● **Your goal**: Set down the entries once more, exactly as they are written.

● **Data to examine**:
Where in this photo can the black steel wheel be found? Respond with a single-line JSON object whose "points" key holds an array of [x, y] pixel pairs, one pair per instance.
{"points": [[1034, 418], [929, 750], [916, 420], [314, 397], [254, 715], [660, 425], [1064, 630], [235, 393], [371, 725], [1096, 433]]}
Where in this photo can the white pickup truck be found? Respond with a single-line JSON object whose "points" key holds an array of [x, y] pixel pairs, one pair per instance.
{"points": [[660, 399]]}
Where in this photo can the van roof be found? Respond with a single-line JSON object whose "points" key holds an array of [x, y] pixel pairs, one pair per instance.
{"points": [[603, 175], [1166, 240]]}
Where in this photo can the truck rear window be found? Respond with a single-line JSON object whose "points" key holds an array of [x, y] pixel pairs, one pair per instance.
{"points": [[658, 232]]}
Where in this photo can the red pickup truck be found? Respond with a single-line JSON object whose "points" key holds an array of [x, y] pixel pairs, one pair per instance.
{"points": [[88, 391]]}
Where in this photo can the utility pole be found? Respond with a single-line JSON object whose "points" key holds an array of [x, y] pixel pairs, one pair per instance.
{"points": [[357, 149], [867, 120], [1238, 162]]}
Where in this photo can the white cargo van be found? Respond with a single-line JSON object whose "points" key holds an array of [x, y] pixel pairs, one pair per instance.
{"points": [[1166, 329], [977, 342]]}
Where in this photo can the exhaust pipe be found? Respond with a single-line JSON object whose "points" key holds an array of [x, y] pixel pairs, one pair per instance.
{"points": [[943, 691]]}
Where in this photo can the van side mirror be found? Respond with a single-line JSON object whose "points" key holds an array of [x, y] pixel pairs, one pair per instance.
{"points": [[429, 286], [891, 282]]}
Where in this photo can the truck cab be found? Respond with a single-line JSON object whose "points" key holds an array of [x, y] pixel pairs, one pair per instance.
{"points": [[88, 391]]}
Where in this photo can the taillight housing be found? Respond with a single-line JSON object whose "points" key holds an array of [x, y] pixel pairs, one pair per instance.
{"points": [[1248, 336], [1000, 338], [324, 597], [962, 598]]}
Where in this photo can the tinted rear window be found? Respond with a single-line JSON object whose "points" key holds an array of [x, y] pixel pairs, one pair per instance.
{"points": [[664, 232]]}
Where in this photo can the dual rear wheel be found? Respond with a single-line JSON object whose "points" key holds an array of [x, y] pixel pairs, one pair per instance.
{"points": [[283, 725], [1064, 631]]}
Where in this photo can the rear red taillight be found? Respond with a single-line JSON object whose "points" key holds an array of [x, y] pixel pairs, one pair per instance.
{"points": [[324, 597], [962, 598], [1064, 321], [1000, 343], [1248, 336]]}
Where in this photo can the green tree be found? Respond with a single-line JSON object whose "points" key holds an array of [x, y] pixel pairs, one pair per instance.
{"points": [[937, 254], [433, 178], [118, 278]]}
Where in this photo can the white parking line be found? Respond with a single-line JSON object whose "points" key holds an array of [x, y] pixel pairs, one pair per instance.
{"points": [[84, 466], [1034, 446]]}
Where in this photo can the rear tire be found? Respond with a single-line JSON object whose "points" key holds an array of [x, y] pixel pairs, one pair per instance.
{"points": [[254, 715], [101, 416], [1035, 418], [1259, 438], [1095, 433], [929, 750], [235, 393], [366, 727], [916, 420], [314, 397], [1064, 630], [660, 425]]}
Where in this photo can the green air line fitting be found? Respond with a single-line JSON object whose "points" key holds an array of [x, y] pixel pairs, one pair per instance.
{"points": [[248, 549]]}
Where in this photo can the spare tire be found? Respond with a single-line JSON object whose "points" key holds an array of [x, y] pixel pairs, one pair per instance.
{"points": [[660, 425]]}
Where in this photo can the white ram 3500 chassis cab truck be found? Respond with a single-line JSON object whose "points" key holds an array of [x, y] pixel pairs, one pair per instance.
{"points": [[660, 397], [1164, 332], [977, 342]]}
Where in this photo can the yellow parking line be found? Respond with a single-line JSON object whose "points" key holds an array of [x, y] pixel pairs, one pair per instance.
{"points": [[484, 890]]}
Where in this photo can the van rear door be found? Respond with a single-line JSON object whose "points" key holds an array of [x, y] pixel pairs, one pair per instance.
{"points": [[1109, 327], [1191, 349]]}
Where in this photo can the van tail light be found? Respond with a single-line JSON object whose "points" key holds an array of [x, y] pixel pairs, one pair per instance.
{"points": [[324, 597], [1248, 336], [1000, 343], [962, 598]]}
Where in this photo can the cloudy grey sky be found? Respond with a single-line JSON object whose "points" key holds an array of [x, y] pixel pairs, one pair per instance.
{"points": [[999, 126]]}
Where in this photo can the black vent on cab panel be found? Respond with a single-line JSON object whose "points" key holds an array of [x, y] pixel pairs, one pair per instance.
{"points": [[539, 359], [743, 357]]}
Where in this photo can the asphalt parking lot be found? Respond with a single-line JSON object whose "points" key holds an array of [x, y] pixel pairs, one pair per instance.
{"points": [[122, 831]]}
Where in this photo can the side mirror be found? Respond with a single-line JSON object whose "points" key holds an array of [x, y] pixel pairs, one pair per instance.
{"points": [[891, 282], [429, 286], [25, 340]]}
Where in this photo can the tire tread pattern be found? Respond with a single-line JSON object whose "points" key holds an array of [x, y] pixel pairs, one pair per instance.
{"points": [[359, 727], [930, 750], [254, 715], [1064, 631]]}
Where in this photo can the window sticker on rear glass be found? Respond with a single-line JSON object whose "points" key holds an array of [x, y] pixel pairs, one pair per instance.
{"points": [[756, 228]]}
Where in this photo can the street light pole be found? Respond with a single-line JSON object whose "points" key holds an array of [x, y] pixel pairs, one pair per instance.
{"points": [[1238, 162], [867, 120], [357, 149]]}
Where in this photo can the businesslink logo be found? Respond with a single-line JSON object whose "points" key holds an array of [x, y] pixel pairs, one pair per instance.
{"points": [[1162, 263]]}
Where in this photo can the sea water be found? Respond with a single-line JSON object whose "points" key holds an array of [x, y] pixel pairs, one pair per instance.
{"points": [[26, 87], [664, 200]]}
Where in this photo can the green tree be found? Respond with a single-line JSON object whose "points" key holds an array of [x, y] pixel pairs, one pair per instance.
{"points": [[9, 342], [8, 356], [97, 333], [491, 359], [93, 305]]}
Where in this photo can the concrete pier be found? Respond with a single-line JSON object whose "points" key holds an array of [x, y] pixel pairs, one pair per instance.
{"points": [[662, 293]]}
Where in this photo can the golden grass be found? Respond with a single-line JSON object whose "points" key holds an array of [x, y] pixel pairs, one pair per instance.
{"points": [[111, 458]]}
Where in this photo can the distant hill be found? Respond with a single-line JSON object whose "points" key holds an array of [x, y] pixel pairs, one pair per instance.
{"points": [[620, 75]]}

● **Answer section**:
Where in this photo can the black steel wheel be found? Respond with a single-line JSON object whose "points" key holds an array of [x, y] pixel pairs, one pair per instance.
{"points": [[1034, 418], [929, 750], [916, 420], [314, 397], [254, 715], [660, 425], [1064, 630], [235, 393], [371, 725], [1096, 433]]}
Where in this photo can the white pickup truck be found? Respond with a single-line JSON object whose "points" key holds an array of [x, y] pixel pairs, one pair per instance.
{"points": [[660, 399]]}
Where in this photo can the van roof be found? Respond with a single-line JSON object whose "points" key holds an array of [x, y] pixel pairs, one pair per instance.
{"points": [[603, 175], [1166, 240]]}
Where in this photo can the truck rear window be found? Respond with a single-line JSON object whose "points" key holds an array of [x, y] pixel pairs, one pair per instance.
{"points": [[658, 232]]}
Where in this photo can the red pickup truck be found? Respond with a single-line JSON object whose "points" key holds an array of [x, y] pixel pairs, one pair per instance.
{"points": [[88, 391]]}
Where in this photo can the utility pole be found? Respond with a single-line JSON object whose "points" key holds an array of [x, y] pixel pairs, one pair per instance.
{"points": [[357, 149], [867, 120], [1238, 162]]}
Where in this photo can the white cargo van be found? Respond with a single-line JSON object whose "points" key holds an array of [x, y] pixel pairs, one pair per instance.
{"points": [[1166, 329], [977, 342]]}
Where in this photo can the exhaust pipe be found? Respond with a single-line JSON object whose "points" key holds an array of [x, y] pixel pairs, one pair per instance.
{"points": [[943, 691]]}
Where in this photo can the van side mirror be found? Respond with a single-line JSON object whose "points" key holds an array of [x, y] pixel pairs, one pair per instance.
{"points": [[429, 286], [891, 282]]}
Where in this photo can the truck cab be found? Respond with a single-line JSON object whose "points" key holds an array of [x, y] pixel pairs, one pair per instance.
{"points": [[88, 391]]}
Where in this photo can the taillight housing be found? Respond with a single-line JSON object whose "points" key holds an array of [x, y] pixel pairs, one pair per instance.
{"points": [[1248, 336], [1000, 338], [324, 597], [962, 598]]}
Where in this photo can the tinted rear window be found? Respond with a single-line JSON object whose "points" key holds an array of [x, y] pixel pairs, one pair per instance.
{"points": [[664, 232]]}
Where in this photo can the dual rear wheel be found? Respond with a single-line JSON object whose "points" key holds an array of [x, y] pixel pairs, one pair per instance.
{"points": [[283, 725], [1064, 631]]}
Where in this photo can the rear red taillight be found? Respond with a single-line JSON object whose "points" key holds an array of [x, y] pixel pairs, one pair per instance.
{"points": [[324, 597], [962, 598], [1064, 321], [1000, 343], [1248, 336]]}
Where in this photo can the green tree be found? Respond with a single-line JSON object whose "points" key holds an array of [x, y] pixel pairs, one pair per instance.
{"points": [[937, 254], [433, 178], [118, 278]]}
Where in this photo can the white parking line be found? Respond with a single-line JSON object whose "points" key holds an array of [x, y] pixel pairs, one pair per instance.
{"points": [[84, 466], [1034, 446]]}
Where in this photo can the rear tire be found? Respond with a single-line JSON object whose "points" key holds an array of [x, y] pixel pairs, one pair per instance.
{"points": [[254, 715], [101, 416], [1035, 418], [1259, 438], [1095, 433], [929, 750], [235, 393], [366, 727], [916, 420], [314, 397], [1064, 630], [660, 425]]}
Where in this photo can the green air line fitting be found? Respond with a single-line JSON object whose "points" key holds an array of [x, y] pixel pairs, one pair per instance.
{"points": [[248, 549]]}
Where in this photo can the spare tire be found? Respond with a single-line JSON object whose "points" key holds an array of [x, y] pixel pairs, one pair per instance.
{"points": [[660, 425]]}
Where in this photo can the white ram 3500 chassis cab truck be found? Respond with a single-line JSON object whose "points" key holds an array of [x, y] pixel pairs, one pair per instance.
{"points": [[660, 397], [1164, 332], [977, 342]]}
Where in this photo can the yellow parking line be found? Respond with a single-line JSON object whose "points" key holds an array of [x, y] pixel pairs, one pair per instance.
{"points": [[484, 890]]}
Where in this photo can the van rear door be found? Respond with a single-line JSON object whose "points" key holds an array of [x, y] pixel pairs, one pair per instance.
{"points": [[1109, 327], [1191, 349]]}
Where in this photo can the van tail light be found? Respond with a single-line JSON object whose "points" key holds an array of [x, y] pixel pairs, one pair per instance.
{"points": [[324, 597], [1248, 336], [1000, 343], [962, 598]]}
Where in this photo can the cloudy grey sky be found? Respond with a single-line JSON object whose "points" key holds an array of [x, y] pixel pairs, one pair per instance.
{"points": [[999, 126]]}
Where in this photo can the black vent on cab panel be found? Respond with a single-line JSON object whose "points" key holds an array of [x, y] pixel pairs, one pair per instance.
{"points": [[539, 359], [743, 357]]}
Where in this photo can the asphalt parking lot be found? Respond with a single-line JSON object whose "points" key holds an array of [x, y] pixel pairs, one pair per instance.
{"points": [[122, 831]]}
Where in this photo can the side mirror be found? Respond with a single-line JSON object whose "points" key holds an array of [x, y] pixel pairs, one pair per instance.
{"points": [[891, 282], [429, 286], [25, 340]]}
Where in this photo can the tire tread pattern be found? Respond with a single-line JSON object whose "points" key holds an array of [x, y] pixel pairs, one pair per instance.
{"points": [[359, 727], [930, 750], [254, 715], [1064, 631]]}
Where in this photo can the window sticker on rear glass be found? Respond with a single-line JSON object whose "points" key holds an array of [x, y] pixel pairs, one pair per instance.
{"points": [[756, 228]]}
Where in this photo can the street light pole be found? Respond with a single-line JSON object whose "points" key holds an array of [x, y] pixel pairs, one pair per instance.
{"points": [[1238, 162], [867, 120], [357, 149]]}
Where in this photo can the businesslink logo be found? Respond with a single-line JSON object whose "points" key holds an array of [x, y] pixel pairs, one pair per instance.
{"points": [[1162, 263]]}
Where in this photo can the sea water be found? Respond with a single-line JSON object whose "points" key holds an array of [x, y] pixel pairs, one pair per instance.
{"points": [[26, 87], [664, 200]]}
Where in this photo can the green tree be found? Respond with a single-line JSON object whose "points" key holds an array of [x, y] pixel pairs, one pair per instance.
{"points": [[9, 342], [8, 356], [97, 333], [491, 359], [93, 305]]}
Where in this photo can the concrete pier be found? Respond with a single-line JSON object whose "points" key holds an array of [x, y] pixel pairs, one pair per instance.
{"points": [[662, 293]]}
Where in this photo can the golden grass be found? Respond with a single-line JSON object whose "points" key holds an array of [x, y] pixel pairs, one pair per instance.
{"points": [[111, 458]]}
Where in this photo can the distant hill be found? Respond with a single-line JSON object whose "points" key holds an array of [x, y] pixel pairs, one pair per instance.
{"points": [[620, 75]]}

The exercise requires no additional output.